Copy the listing below line for line, character for character, and leave the pictures out of your copy.

## Entries supplied
* * * *
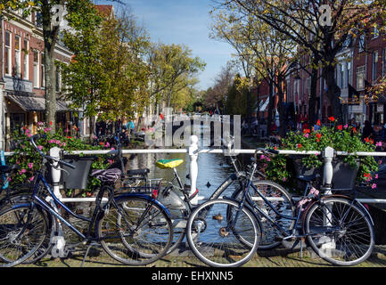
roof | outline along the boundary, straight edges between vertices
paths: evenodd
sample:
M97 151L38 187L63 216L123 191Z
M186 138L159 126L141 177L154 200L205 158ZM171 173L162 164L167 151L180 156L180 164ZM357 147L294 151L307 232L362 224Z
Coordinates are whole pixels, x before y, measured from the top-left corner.
M114 15L114 7L112 5L95 5L95 9L103 17L111 17Z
* * * *
## Correct output
roof | outline along the boundary, straight edges between vertices
paths: evenodd
sample:
M97 151L38 187L63 216L123 191Z
M186 138L159 126L141 177L154 200L205 158ZM171 173L162 164L167 151L180 156L180 164ZM357 147L294 151L307 232L362 224Z
Coordinates are whole pixels, x before y, measured from the top-left corner.
M114 15L114 7L112 5L95 5L95 9L103 17L111 17Z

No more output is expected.